> [Exercise aim] Copy every line of the data that includes the string "side".

[Data extracted from a collection]
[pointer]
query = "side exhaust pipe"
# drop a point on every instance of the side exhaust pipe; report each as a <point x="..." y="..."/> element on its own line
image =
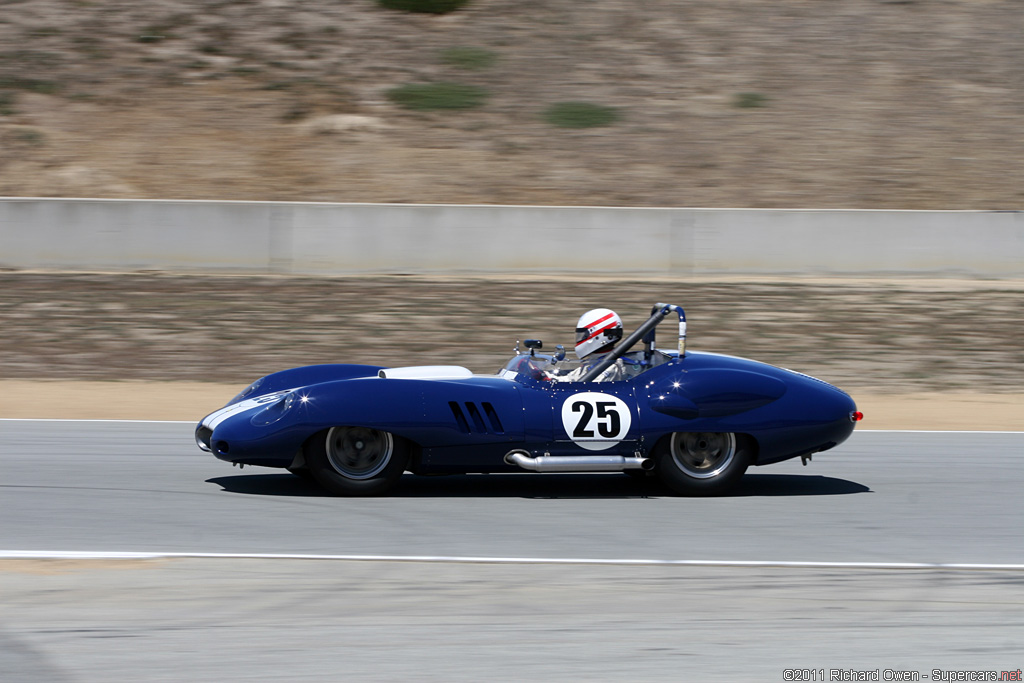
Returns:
<point x="578" y="463"/>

> [Answer section]
query = "side exhaust pipe"
# drop a point on every instance of the side exhaust pipe; report each as a <point x="..." y="..."/> element on its own line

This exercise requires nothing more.